__Written problem__: Begin at the line that has "like (256, 0)." and stop after the end of the records. Rewrite that stretch of the records, replacing "wood grain" with "wood texture" and keeping everything else the same.

## START

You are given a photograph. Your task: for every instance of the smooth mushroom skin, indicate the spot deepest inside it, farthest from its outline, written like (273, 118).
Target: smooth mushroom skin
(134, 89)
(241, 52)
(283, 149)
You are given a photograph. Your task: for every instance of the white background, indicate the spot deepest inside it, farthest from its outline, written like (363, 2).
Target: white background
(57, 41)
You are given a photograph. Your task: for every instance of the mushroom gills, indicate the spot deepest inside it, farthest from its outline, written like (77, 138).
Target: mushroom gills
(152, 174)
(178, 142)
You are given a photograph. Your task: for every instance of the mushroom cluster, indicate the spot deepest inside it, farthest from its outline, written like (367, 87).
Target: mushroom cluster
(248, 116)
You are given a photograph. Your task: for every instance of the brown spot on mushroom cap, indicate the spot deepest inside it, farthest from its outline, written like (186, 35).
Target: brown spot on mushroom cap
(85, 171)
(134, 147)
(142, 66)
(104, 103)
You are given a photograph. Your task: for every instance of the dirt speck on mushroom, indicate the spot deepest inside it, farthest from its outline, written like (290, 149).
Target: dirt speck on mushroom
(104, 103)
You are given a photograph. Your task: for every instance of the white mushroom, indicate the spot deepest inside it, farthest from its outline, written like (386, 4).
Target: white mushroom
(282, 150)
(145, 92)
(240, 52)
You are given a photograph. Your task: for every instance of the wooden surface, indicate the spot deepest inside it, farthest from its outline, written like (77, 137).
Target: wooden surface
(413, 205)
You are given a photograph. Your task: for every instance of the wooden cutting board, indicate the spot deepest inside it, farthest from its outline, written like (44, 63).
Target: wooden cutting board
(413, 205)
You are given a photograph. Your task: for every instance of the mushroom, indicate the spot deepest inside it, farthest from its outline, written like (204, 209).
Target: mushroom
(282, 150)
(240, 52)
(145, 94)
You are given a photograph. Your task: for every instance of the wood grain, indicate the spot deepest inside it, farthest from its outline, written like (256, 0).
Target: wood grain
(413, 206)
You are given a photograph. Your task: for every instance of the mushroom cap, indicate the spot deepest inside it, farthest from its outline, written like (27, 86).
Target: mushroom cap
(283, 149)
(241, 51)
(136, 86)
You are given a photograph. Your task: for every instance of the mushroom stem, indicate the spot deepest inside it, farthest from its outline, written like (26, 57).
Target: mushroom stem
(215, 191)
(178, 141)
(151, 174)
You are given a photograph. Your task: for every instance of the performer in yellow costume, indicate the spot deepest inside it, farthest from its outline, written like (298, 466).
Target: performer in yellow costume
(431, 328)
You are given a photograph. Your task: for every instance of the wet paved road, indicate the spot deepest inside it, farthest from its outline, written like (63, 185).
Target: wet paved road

## END

__The output__:
You are given a photograph. Your task: for every instance of the wood texture, indicate the spot deepest inside it, farthest from its outline, written like (256, 0).
Target: wood texture
(413, 206)
You are given a photograph. Your task: for every instance of the mushroom cap, indicate the spot deepest inside it, farthest from its outline, written like (27, 86).
Target: mushroom cap
(283, 149)
(241, 51)
(136, 86)
You are given a photograph. Your task: for every instance of the mushroom stem, indicate the spot deepest inside it, farthest from its outline, written like (26, 57).
Target: mushroom stem
(215, 191)
(178, 141)
(151, 174)
You are given a photograph. Your task: for every instance of the performer in yellow costume, indicate the spot deepest inside it, farthest from its outline, written like (298, 466).
Target: performer in yellow costume
(431, 328)
You are given a photograph. Your task: for every instance of the wet paved road, indicate the spot deepest inside it, farthest from its outline, written like (63, 185).
Target: wet paved road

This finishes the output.